M3 Performance #11

Narsil · 2023-12-09T21:56:16Z

Hi thanks a lot for this really cool library.

I've taken it for a spin on M3, and saw on it that GEMM seemed to perform better on MPS.
Do you have any suggestions as to why ? Any way we could help ?

philipturner · 2023-12-09T22:19:00Z

Apple rewrote the M3's memory architecture from scratch. This may have obviated the SIMD async copy instructions, or not; I don't know. However, MPS looks like it's not reaching optimal performance. Here is a graph from @liuliu for M3 Pro.

I do have an Apple9 device right now (iPhone 15 Pro Max), but the tests can't run on iOS right now. They have a dependency on Python for NumPy benchmarking and Matplotlib. Next summer, I'll need to use something else to visualize matmul kernel bugs and perf charts. Maybe export data to JSON and graph externally, or use SwiftUI + some Metal graphics shaders on-device.

For more context, I raised an issue on the ISA repository before M3 was released. It referred to some strange structure to MPS kernels for the never-released A16 raytracing GPU. dougallj/applegpu#44. I might suggest increasing the accumulator size to something absurd, although that probably won't fully fix the problem.

Data –
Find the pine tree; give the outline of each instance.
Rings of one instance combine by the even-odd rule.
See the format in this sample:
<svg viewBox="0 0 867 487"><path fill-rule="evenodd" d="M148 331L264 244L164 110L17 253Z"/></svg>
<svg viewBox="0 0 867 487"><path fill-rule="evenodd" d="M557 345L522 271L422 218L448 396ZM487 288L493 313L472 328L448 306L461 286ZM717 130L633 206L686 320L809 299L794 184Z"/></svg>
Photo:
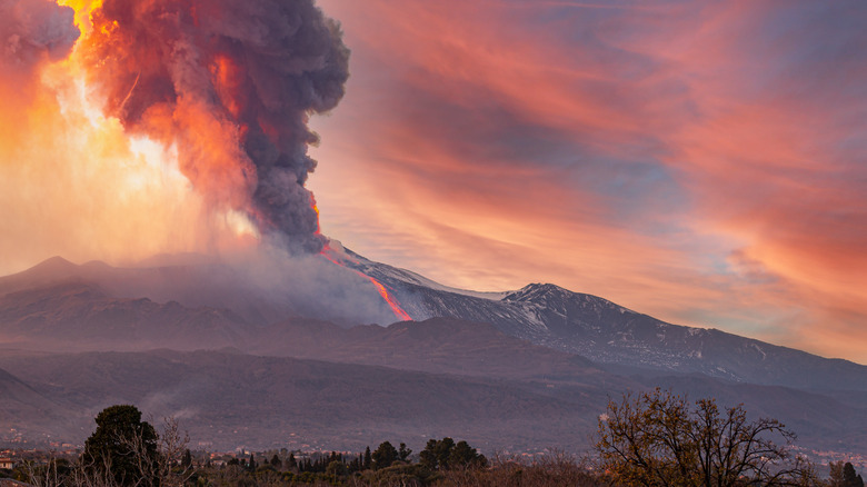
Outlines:
<svg viewBox="0 0 867 487"><path fill-rule="evenodd" d="M370 457L370 447L365 448L365 470L370 470L373 466L373 459Z"/></svg>
<svg viewBox="0 0 867 487"><path fill-rule="evenodd" d="M398 448L398 458L400 458L400 461L409 461L410 455L412 455L412 450L407 448L407 444L401 443L400 448Z"/></svg>

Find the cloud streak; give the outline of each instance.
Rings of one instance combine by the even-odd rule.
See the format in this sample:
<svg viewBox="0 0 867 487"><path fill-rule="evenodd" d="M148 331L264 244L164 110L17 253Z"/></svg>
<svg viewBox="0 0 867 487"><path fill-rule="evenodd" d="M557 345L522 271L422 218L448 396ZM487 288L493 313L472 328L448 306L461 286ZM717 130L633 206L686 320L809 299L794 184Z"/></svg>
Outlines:
<svg viewBox="0 0 867 487"><path fill-rule="evenodd" d="M867 361L861 2L322 6L355 57L326 232Z"/></svg>

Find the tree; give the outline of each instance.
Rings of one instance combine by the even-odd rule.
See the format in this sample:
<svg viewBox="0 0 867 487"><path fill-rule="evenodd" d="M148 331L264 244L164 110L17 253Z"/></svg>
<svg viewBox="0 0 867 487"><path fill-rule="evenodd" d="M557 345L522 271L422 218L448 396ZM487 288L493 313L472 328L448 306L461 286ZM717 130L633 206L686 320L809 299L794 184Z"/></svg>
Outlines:
<svg viewBox="0 0 867 487"><path fill-rule="evenodd" d="M776 419L748 421L741 406L720 413L714 399L700 399L690 409L685 398L656 389L609 401L596 449L600 467L624 486L784 486L813 476L791 458L794 438Z"/></svg>
<svg viewBox="0 0 867 487"><path fill-rule="evenodd" d="M467 441L460 440L449 453L448 466L455 467L484 467L488 459L479 455L476 448L469 446Z"/></svg>
<svg viewBox="0 0 867 487"><path fill-rule="evenodd" d="M373 460L375 470L387 468L398 459L398 450L395 449L391 443L382 441L379 444L379 448L373 451L371 458Z"/></svg>
<svg viewBox="0 0 867 487"><path fill-rule="evenodd" d="M159 464L157 431L130 405L111 406L96 417L97 429L84 443L81 463L103 483L153 485Z"/></svg>
<svg viewBox="0 0 867 487"><path fill-rule="evenodd" d="M400 461L408 461L410 455L412 455L412 450L407 448L407 444L401 443L398 448L398 458Z"/></svg>
<svg viewBox="0 0 867 487"><path fill-rule="evenodd" d="M455 448L455 440L449 437L440 440L431 438L419 454L419 461L431 470L446 469L449 466L452 448Z"/></svg>
<svg viewBox="0 0 867 487"><path fill-rule="evenodd" d="M365 470L369 470L373 466L372 458L370 457L370 447L365 448L365 463L362 467Z"/></svg>
<svg viewBox="0 0 867 487"><path fill-rule="evenodd" d="M831 461L829 466L830 487L864 487L864 479L856 475L851 463Z"/></svg>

Objectives –
A. In the M3 performance thread, which Apple9 device does philipturner say he has?
B. Repeat everything in the M3 performance thread from "Apple rewrote the" down to "for M3 Pro.".

Answers per task –
A. An iPhone 15 Pro Max.

B.
Apple rewrote the M3's memory architecture from scratch. This may have obviated the SIMD async copy instructions, or not; I don't know. However, MPS looks like it's not reaching optimal performance. Here is a graph from @liuliu for M3 Pro.